**Stated exercise:**
Return each line of the data below that contains the string "green", one line per line, in the order they appear.
+++ Material provided +++
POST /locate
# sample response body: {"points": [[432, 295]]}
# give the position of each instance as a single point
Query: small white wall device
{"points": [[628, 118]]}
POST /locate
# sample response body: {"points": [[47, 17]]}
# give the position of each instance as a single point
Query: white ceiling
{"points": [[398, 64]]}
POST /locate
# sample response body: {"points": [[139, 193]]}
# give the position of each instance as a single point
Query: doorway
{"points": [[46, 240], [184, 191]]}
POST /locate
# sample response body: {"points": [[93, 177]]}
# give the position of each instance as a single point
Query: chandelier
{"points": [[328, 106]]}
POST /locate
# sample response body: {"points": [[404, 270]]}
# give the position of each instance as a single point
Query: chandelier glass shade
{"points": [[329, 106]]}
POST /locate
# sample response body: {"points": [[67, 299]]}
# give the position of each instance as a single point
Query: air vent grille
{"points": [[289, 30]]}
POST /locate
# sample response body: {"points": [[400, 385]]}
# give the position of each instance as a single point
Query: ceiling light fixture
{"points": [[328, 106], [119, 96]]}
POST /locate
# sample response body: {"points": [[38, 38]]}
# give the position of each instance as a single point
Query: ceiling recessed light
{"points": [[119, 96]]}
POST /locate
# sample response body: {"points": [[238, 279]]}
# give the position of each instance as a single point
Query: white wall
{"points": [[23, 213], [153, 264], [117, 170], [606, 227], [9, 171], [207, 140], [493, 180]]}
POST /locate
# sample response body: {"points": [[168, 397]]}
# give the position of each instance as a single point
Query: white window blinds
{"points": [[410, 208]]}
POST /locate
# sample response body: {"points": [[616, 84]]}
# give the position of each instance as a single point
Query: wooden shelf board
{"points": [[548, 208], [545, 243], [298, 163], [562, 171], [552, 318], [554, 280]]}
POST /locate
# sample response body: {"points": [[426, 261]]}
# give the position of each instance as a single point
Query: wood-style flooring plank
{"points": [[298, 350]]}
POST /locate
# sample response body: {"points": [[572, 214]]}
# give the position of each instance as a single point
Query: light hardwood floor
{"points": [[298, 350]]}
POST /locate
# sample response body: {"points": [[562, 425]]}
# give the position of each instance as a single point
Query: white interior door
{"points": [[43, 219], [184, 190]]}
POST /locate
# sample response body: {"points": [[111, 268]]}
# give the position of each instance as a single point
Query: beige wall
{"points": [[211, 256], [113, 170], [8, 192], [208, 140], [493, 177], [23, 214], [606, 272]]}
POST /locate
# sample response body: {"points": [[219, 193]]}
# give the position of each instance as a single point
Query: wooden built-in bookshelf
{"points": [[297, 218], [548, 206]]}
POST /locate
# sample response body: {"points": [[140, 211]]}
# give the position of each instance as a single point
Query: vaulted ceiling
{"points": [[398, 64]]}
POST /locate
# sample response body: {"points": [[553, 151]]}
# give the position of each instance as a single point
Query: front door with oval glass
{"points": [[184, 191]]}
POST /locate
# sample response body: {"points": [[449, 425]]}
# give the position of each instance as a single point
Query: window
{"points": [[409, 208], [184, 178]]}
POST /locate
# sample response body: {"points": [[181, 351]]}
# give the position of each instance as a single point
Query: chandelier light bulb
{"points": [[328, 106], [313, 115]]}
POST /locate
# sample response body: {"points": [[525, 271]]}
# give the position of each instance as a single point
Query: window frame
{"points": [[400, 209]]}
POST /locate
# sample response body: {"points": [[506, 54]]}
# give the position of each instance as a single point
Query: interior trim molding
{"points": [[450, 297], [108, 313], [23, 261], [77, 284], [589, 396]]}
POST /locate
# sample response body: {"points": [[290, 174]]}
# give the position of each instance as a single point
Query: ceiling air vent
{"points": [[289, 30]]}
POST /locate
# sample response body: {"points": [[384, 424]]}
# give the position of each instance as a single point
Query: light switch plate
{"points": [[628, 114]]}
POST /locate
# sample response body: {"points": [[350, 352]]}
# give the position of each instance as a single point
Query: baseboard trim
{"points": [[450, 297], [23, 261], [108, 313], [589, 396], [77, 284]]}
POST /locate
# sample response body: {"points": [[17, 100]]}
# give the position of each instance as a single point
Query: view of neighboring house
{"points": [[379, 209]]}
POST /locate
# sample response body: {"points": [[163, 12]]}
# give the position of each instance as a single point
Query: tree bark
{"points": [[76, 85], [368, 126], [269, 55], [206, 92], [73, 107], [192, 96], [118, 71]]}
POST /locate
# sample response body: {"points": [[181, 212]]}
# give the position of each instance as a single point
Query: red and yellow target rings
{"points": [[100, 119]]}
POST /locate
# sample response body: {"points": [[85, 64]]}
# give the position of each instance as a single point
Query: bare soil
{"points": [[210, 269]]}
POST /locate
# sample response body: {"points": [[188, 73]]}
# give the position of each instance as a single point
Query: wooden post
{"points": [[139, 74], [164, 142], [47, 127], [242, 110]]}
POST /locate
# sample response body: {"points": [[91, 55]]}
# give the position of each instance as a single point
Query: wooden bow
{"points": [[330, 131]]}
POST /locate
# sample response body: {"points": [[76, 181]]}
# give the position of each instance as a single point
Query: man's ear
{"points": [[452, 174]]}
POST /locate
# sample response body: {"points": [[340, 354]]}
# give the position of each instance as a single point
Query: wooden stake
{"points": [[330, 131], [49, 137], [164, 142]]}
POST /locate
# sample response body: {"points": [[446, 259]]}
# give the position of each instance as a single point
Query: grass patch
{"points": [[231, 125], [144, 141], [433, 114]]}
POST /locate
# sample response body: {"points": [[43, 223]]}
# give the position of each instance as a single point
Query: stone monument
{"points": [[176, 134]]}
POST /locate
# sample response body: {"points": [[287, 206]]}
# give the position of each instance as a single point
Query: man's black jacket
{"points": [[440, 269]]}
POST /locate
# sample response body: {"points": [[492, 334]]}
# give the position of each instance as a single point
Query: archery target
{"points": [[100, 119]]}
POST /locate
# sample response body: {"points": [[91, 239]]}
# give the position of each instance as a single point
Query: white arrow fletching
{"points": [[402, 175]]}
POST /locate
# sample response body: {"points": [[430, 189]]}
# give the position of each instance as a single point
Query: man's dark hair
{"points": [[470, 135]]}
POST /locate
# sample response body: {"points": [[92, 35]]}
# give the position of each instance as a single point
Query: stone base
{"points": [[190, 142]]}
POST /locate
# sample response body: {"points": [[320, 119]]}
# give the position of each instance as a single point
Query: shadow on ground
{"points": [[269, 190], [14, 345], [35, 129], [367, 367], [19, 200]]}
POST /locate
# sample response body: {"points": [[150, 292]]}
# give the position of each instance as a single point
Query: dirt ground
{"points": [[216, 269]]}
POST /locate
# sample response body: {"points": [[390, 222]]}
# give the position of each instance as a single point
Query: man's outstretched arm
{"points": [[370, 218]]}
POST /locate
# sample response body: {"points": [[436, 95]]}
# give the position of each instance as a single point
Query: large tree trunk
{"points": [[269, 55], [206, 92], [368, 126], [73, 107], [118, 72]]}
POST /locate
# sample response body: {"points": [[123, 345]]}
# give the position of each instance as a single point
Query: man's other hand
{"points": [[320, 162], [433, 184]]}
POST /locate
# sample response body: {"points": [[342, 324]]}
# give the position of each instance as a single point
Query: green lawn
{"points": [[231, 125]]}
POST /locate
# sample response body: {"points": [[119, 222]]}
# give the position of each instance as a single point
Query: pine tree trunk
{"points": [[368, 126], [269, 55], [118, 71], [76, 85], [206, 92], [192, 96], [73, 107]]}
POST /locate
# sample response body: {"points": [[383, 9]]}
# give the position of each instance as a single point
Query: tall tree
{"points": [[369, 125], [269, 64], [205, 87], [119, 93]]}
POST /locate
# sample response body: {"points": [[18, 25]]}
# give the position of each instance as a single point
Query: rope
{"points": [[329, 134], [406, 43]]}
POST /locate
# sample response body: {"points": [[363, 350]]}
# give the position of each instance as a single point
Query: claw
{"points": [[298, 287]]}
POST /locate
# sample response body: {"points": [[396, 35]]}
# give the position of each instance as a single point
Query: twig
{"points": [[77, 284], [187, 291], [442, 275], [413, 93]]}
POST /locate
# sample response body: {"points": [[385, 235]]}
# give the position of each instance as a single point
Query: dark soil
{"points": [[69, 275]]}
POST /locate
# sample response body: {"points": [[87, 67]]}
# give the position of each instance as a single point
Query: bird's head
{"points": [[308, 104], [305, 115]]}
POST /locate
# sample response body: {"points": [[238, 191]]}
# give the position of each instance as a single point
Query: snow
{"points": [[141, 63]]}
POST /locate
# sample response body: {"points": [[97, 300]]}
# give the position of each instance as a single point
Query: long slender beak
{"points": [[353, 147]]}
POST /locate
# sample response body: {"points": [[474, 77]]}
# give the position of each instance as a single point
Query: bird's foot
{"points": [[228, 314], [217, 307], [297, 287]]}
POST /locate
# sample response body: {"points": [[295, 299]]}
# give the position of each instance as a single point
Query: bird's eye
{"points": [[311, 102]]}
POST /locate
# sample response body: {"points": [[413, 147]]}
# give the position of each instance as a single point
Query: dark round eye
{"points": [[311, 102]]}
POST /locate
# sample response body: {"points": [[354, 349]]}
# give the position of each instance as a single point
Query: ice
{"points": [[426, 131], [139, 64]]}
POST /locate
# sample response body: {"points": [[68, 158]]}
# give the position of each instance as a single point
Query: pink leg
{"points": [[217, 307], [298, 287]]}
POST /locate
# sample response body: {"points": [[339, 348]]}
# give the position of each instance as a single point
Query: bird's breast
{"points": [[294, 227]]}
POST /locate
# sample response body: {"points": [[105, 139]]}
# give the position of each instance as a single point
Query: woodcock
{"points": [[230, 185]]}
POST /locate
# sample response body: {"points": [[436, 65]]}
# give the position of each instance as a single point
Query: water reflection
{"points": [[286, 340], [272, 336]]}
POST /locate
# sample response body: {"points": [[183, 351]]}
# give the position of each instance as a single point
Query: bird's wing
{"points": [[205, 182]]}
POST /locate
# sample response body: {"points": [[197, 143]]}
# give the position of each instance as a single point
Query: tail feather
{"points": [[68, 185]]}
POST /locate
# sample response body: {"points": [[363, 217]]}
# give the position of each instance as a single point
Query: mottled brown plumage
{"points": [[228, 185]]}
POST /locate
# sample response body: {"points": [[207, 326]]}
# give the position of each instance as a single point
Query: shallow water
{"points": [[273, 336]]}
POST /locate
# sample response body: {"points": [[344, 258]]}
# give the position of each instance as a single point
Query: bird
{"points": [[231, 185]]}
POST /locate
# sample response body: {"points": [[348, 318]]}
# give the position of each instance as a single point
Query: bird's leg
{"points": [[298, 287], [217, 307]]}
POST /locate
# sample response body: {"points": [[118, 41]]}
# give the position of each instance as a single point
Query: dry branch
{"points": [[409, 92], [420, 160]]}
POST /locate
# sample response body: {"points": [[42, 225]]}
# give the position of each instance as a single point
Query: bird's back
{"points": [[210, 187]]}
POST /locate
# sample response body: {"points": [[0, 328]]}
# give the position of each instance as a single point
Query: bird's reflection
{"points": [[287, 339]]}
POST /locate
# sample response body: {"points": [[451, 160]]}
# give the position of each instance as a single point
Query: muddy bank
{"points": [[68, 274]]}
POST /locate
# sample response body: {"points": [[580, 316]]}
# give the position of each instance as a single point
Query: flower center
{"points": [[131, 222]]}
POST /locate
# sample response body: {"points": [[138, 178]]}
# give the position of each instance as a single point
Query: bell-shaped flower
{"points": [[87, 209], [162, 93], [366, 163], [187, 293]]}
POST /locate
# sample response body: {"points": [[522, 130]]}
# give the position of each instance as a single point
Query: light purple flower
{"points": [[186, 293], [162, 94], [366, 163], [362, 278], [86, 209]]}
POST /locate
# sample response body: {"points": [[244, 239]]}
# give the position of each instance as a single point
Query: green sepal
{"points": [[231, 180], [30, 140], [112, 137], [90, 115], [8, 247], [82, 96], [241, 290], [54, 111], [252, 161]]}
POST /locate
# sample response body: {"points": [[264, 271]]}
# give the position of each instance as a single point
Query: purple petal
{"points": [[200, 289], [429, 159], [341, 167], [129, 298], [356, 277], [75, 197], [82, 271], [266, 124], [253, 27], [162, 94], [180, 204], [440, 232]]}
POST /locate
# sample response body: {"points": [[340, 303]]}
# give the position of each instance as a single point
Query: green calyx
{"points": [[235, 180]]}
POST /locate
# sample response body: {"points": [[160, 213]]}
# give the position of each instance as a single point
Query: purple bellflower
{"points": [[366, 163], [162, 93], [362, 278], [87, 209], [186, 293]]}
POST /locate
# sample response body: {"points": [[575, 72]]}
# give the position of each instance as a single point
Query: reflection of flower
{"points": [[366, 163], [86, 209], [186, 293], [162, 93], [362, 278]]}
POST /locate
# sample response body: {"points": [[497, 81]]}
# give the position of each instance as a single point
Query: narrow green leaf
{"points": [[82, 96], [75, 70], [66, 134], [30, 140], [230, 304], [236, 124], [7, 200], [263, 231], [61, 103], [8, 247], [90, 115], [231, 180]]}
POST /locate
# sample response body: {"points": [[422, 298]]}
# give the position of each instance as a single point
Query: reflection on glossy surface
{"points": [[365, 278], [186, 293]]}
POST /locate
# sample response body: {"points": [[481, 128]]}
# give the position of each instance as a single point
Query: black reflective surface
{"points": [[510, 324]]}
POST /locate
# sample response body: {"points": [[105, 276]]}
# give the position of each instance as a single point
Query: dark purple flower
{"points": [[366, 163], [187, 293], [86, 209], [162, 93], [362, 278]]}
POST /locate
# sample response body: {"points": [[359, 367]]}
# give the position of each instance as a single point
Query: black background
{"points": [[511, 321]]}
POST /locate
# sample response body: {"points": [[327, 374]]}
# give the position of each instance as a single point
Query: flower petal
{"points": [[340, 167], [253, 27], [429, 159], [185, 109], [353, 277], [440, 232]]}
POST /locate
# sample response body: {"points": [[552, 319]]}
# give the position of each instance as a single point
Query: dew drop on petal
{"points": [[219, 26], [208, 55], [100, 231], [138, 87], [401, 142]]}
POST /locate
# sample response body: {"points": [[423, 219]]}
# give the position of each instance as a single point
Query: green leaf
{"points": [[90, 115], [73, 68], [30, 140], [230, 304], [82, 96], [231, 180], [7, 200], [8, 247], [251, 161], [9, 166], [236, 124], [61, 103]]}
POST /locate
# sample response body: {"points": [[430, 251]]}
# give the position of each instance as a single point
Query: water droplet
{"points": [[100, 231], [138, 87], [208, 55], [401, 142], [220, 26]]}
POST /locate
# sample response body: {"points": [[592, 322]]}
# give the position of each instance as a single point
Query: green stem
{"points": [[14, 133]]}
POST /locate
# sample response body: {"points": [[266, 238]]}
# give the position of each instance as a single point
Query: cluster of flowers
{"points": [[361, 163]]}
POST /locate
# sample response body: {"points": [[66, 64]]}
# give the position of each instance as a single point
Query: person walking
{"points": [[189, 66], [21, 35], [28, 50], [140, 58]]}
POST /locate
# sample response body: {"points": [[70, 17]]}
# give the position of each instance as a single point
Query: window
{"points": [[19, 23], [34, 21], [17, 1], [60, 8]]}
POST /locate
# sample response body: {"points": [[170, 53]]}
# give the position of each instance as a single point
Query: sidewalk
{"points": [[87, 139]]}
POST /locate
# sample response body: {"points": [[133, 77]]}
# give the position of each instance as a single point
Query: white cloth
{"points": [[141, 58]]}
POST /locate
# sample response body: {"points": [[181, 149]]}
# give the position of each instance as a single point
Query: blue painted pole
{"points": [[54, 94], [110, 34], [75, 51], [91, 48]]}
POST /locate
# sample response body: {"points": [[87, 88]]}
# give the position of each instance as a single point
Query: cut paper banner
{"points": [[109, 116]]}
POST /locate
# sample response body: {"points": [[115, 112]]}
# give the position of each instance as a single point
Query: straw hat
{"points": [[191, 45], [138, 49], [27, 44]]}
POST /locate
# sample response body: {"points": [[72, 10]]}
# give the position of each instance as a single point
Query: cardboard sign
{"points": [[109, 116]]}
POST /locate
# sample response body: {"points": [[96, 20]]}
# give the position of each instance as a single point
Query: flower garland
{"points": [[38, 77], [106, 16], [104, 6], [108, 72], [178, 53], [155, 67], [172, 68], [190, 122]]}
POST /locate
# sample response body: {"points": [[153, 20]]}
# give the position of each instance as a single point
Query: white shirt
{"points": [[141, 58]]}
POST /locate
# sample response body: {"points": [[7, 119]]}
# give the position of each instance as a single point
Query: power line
+++
**Task result:**
Query: green lawn
Query: green sepal
Query: green calyx
Query: narrow green leaf
Query: green leaf
Query: green stem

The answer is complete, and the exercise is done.